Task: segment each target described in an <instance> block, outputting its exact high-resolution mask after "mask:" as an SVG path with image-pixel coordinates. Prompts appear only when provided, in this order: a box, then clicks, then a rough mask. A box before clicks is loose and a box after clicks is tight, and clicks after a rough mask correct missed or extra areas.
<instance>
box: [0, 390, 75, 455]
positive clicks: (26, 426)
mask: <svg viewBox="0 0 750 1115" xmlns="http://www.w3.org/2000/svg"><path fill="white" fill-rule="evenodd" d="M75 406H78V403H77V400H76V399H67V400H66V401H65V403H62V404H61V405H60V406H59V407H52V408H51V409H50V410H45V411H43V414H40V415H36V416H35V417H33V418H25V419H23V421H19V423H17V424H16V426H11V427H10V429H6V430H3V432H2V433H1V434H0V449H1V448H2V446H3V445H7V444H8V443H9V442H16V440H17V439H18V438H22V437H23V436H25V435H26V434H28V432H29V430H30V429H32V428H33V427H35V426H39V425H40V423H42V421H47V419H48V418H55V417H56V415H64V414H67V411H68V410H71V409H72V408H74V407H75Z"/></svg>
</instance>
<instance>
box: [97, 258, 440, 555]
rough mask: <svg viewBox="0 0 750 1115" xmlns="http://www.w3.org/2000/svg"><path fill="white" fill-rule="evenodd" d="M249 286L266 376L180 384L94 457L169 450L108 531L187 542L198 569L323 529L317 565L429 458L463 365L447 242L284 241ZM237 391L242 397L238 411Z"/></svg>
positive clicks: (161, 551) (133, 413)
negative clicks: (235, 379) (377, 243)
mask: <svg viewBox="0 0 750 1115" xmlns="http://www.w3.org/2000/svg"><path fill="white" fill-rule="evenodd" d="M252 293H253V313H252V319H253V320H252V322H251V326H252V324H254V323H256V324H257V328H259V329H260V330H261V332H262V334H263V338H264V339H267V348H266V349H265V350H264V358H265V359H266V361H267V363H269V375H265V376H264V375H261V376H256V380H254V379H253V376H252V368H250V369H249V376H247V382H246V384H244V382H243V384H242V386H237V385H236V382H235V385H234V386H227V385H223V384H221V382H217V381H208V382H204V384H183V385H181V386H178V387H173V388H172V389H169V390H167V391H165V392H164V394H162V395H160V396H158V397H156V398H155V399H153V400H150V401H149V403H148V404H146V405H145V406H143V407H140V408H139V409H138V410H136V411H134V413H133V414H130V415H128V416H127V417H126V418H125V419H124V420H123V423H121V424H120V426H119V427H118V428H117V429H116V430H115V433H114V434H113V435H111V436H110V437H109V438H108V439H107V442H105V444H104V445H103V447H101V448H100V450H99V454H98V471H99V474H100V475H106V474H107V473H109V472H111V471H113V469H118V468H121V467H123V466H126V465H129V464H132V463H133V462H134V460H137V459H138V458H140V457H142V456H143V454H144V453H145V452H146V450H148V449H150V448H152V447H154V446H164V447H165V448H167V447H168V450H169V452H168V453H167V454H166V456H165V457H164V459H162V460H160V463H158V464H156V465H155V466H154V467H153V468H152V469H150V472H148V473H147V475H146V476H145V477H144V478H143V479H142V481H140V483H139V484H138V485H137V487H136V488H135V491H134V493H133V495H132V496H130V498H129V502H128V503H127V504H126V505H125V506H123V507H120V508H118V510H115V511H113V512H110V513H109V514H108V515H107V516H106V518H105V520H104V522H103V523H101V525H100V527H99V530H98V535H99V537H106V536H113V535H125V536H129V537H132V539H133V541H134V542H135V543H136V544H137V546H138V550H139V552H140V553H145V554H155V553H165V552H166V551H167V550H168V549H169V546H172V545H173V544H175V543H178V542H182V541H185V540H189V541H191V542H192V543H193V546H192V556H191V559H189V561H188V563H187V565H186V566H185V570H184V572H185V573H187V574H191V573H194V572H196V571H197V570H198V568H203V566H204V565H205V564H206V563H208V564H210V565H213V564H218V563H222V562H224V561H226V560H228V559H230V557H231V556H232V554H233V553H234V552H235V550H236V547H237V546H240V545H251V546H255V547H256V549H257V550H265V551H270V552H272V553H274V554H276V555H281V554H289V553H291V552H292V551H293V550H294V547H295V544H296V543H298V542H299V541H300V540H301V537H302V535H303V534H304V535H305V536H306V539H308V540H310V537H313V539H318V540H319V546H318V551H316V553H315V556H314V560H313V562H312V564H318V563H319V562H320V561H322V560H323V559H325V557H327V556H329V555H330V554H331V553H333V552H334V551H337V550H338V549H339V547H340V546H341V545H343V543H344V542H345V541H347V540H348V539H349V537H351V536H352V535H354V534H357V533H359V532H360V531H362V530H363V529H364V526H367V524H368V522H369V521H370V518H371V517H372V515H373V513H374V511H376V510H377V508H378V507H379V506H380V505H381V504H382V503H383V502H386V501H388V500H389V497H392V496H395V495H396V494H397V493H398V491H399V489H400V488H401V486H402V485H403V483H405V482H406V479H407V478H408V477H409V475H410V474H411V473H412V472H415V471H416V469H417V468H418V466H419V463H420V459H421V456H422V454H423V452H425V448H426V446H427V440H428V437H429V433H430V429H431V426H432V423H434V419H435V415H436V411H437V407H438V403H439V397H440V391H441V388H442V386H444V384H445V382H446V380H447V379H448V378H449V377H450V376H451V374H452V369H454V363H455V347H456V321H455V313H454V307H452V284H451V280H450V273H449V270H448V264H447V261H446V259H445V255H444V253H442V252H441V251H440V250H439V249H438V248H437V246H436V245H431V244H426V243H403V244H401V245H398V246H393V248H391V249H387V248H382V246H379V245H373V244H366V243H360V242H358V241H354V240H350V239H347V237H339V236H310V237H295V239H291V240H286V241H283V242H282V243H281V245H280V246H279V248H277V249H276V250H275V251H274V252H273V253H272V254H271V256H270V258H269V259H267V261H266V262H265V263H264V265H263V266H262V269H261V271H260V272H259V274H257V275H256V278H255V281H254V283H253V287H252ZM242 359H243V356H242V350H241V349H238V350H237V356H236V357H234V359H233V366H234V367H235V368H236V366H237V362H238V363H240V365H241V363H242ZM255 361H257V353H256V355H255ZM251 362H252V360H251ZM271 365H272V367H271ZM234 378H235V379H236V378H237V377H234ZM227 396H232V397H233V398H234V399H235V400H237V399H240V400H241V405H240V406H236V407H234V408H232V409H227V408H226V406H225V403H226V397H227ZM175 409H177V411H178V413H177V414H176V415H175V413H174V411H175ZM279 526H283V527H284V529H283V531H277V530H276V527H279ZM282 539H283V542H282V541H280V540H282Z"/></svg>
- - - - - - -
* WHAT YOU WILL DO:
Could you please copy the lines above exactly, beginning at the first and ending at the line that contains "positive clicks: (161, 551) (133, 413)"?

* RESPONSE BELOW:
Task: segment each target described in an <instance> block, outputting its exact high-resolution mask after "mask:" as an SVG path with image-pixel coordinates. Prompts appear only when provided, in this order: a box, then clicks, then a rough mask. A box before clicks is loose and a box after clicks is tight, and clicks after a rough mask correct missed or extra areas.
<instance>
box: [0, 390, 75, 455]
positive clicks: (26, 426)
mask: <svg viewBox="0 0 750 1115" xmlns="http://www.w3.org/2000/svg"><path fill="white" fill-rule="evenodd" d="M75 406H78V403H77V400H76V399H67V400H66V401H65V403H62V404H61V405H60V406H59V407H52V408H51V409H50V410H45V411H43V414H40V415H36V416H35V417H33V418H25V419H23V421H19V423H17V424H16V426H11V427H10V429H6V430H3V432H2V433H1V434H0V449H1V448H2V446H3V445H7V444H8V443H9V442H16V440H17V439H18V438H22V437H23V436H25V435H26V434H28V432H29V430H30V429H32V428H33V427H35V426H39V425H40V423H42V421H47V419H48V418H55V417H56V415H64V414H67V411H68V410H71V409H72V408H74V407H75Z"/></svg>
</instance>
<instance>
box: [97, 258, 440, 555]
rough mask: <svg viewBox="0 0 750 1115" xmlns="http://www.w3.org/2000/svg"><path fill="white" fill-rule="evenodd" d="M249 286L266 376L180 384L94 457L169 450L108 531L187 542L198 569L323 529L317 565L429 458L463 365L447 242L284 241ZM237 391L242 397L238 411Z"/></svg>
positive clicks: (161, 551) (133, 413)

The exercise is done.